-- START Page --

Here's the point: Short of locking the doors and throwing away the key, there's nothing you can do to provide a 100% guarantee that you or your kids will always be safe from injury when out riding a bike. But there is a lot you can do to minimize the risks. And the best way to begin is by using a bicycle safety checklist like the one here.About adult bikes and riders: In most cases, adult bicycles are more complex than children's bikes. The bicycle safety checklist below, although put together with kids in mind, works for both child and adult bikes and riders. We've included Items normally found only on bigger rider's bikes – like multiple gear systems – in the discussion.
Your Bicycle Safety Checklist Tool Kit
Maintaining a bike is so much easier when you have the right tools at hand. Fortunately, basic bike maintenance requires only a small set of tools and supplies. Here's what we recommend:
- Crescent wrenches (6 to 17 mm)
- Allen wrenches (2 to 12 mm)
- Tire pump with gauge. Or add a separate gauge if your pump doesn't have one.
- Chain lube and brush.
- Tire lever for tire removal.
- Spare tire tubes (two spares is a good idea). Make sure they're the right size for your bike's tires.
- A clean rag or two.

-- END Page --

◆ **Challenge A**: Reproduce word for word the portion of the bicycle safety checklist between "Your Bicycle Safety" and "your bike's tires.", inclusive.

-- START Listing --

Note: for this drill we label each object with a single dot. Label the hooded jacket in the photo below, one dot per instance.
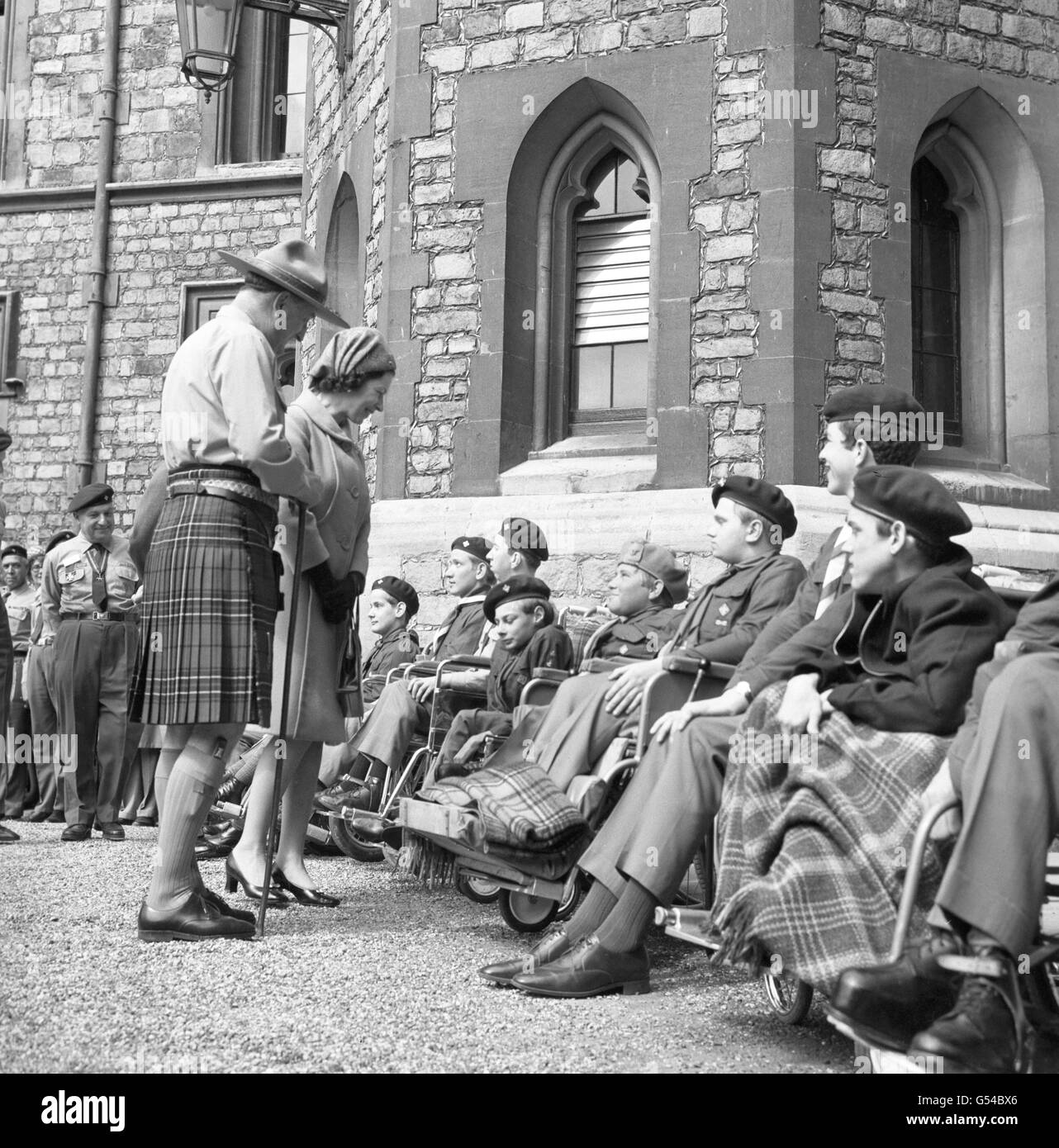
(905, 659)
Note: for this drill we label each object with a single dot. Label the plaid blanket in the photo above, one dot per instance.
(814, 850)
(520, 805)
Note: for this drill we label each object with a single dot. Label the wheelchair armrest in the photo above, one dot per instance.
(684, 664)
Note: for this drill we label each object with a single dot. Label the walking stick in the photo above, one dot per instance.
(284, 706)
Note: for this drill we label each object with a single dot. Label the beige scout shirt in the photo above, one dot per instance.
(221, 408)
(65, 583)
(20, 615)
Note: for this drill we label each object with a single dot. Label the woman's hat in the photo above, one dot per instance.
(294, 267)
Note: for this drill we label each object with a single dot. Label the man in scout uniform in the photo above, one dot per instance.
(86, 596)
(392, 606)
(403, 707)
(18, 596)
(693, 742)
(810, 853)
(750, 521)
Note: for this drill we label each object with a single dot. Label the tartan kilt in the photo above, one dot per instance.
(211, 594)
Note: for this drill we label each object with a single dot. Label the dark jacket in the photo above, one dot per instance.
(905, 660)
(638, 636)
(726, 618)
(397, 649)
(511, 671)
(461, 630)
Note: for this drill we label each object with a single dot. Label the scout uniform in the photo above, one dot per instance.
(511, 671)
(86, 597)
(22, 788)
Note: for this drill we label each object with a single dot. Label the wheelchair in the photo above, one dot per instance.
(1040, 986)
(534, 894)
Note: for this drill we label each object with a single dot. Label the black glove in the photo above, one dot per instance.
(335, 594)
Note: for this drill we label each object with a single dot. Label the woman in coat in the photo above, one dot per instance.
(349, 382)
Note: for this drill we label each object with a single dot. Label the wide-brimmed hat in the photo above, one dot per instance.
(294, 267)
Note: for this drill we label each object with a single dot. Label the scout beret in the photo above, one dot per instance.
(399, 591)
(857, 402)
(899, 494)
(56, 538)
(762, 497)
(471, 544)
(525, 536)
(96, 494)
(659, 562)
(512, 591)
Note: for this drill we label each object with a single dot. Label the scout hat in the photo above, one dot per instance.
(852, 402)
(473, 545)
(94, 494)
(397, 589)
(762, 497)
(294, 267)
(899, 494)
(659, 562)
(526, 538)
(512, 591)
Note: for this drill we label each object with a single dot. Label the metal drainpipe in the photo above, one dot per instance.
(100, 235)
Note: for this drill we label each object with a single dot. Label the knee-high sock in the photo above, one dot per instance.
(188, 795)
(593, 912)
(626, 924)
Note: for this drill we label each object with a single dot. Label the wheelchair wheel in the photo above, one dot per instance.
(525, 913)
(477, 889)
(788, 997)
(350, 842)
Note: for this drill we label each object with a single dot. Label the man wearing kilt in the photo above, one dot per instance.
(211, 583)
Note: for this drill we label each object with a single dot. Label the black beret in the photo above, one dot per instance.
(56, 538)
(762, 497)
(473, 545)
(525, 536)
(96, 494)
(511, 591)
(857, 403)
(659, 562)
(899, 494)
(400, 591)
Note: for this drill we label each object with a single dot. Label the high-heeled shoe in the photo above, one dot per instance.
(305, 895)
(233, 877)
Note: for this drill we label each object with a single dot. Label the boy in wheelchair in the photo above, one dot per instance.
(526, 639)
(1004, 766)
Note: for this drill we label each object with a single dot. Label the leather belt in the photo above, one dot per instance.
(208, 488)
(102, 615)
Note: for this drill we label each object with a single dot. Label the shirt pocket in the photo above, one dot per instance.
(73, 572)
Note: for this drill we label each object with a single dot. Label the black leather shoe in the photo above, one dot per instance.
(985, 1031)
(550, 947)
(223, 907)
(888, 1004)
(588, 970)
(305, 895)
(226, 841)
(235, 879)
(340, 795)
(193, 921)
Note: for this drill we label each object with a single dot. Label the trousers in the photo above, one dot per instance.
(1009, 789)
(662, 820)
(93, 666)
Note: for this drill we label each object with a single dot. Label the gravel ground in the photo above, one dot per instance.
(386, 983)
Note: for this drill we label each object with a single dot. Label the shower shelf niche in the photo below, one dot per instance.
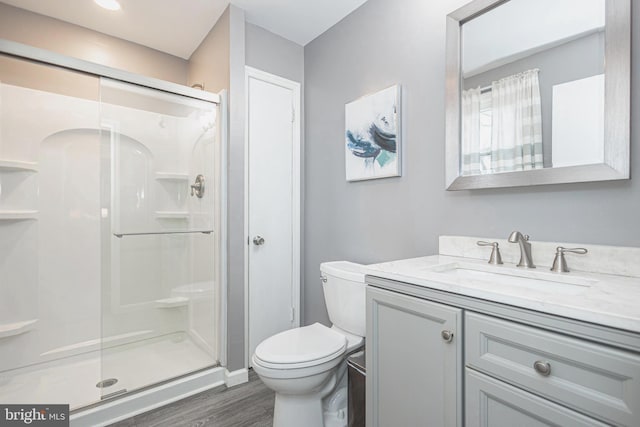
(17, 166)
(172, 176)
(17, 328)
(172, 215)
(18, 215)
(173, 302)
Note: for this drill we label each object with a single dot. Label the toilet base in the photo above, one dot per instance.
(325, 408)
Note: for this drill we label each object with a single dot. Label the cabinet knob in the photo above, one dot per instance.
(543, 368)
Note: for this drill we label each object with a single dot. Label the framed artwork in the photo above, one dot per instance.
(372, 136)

-- END Listing --

◆ **Challenge B**: In the records, add 10 to every coordinate number on the lines from the one containing "Label the framed" through the end of the records, inclusive. Write out all of those lines again with the new values.

◆ **Response A**:
Your Bicycle Safety Checklist Tool Kit
Maintaining a bike is so much easier when you have the right tools at hand. Fortunately, basic bike maintenance requires only a small set of tools and supplies. Here's what we recommend:
- Crescent wrenches (6 to 17 mm)
- Allen wrenches (2 to 12 mm)
- Tire pump with gauge. Or add a separate gauge if your pump doesn't have one.
- Chain lube and brush.
- Tire lever for tire removal.
- Spare tire tubes (two spares is a good idea). Make sure they're the right size for your bike's tires.

◆ **Response B**:
Note: for this drill we label each object with a single dot. Label the framed artwork in the photo above, one dot per instance.
(382, 146)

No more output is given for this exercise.